## Problem description:
Copy out every line from the one containing "of the bush." down to the last of these lines, and shift each coordinate in the answers up by 89. Leave out all lines before that one.

## Supplied data:

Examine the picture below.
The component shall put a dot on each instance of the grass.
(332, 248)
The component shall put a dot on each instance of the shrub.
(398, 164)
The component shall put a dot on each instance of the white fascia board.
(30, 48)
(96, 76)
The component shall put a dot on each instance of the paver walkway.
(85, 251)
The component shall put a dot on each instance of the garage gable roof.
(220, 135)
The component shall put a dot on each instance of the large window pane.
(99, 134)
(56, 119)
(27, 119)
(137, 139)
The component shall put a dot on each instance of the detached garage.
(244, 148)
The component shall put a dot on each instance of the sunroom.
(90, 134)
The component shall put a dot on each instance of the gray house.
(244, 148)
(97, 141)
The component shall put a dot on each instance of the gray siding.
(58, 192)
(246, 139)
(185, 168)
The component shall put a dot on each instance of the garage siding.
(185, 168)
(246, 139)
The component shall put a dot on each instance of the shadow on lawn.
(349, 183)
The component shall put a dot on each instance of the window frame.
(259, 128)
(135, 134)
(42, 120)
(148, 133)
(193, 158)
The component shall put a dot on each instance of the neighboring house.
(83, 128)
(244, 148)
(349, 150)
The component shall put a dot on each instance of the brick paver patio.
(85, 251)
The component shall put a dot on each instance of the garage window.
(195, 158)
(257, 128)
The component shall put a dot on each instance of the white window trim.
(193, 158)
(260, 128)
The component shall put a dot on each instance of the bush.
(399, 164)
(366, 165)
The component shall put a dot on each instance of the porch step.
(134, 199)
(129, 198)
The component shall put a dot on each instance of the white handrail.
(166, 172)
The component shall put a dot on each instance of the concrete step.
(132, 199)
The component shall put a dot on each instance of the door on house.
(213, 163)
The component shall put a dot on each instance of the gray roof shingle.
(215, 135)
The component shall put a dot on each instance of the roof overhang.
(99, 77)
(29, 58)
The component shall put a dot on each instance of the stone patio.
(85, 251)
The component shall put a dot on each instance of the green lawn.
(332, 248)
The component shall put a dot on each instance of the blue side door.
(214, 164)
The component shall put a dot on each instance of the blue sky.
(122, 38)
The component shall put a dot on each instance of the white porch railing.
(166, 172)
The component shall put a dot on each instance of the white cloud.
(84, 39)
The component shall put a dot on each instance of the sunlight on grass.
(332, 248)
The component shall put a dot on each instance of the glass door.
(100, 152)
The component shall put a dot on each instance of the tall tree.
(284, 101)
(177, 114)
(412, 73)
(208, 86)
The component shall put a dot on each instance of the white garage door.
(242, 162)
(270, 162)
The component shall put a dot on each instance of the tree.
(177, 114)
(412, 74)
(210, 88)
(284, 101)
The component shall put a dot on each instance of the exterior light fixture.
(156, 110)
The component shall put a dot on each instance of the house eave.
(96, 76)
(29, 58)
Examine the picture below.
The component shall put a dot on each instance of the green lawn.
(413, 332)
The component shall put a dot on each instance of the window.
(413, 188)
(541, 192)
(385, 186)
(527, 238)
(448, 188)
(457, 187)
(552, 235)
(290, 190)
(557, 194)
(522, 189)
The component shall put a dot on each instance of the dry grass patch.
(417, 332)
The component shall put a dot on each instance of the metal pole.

## Exercise result:
The component shall put a dot on each instance of the bush.
(488, 253)
(455, 254)
The component shall put a dot on each instance of the porch step.
(223, 288)
(218, 287)
The component shall put a dot on each instance of the white handrail.
(255, 261)
The component shall put a dot on each instance of the concrete step.
(221, 288)
The component shall put a dot on each instance of the door on house.
(302, 252)
The component shall put a dot on each instance of the gray roof shingle.
(304, 224)
The component shall put a dot on each instance of the roof overhang.
(188, 166)
(118, 147)
The component shall put a dot on each instance of the stone patio.
(174, 340)
The component shall put a dot on each instance of the green lawn.
(421, 337)
The component shall put a dot on each instance of the blue side door.
(303, 253)
The component shall put a dot on each instance of the blue sky.
(211, 127)
The component shall put a dot on each instance of the white porch railing.
(255, 261)
The component shall put a dot on each instance of the white cloud.
(173, 128)
The component shall put a dot on each instance of the sunlight on grass.
(421, 337)
The component shall put a dot on each instance of the glass door.
(189, 241)
The component shall put a dot on each instance of the tall tree.
(373, 190)
(266, 203)
(501, 162)
(297, 175)
The component shall put a dot on each instance of the white garage door.
(331, 251)
(359, 251)
The component shall put a dot on each instance of the tree.
(266, 203)
(501, 163)
(299, 177)
(373, 190)
The component shall put a dot on each instance of the exterior light fixture.
(245, 199)
The component shall put a dot on each instance of the house eave.
(185, 165)
(118, 147)
Examine the picture below.
The component shall put a dot on each instance of the green lawn.
(502, 421)
The component shall put a dot on each instance of the window.
(502, 277)
(630, 281)
(474, 275)
(616, 327)
(537, 277)
(546, 276)
(641, 324)
(379, 279)
(646, 283)
(611, 278)
The component shall put a dot on each instance of the dry grass patch.
(506, 421)
The component shall put a dot on each instance of the metal pole.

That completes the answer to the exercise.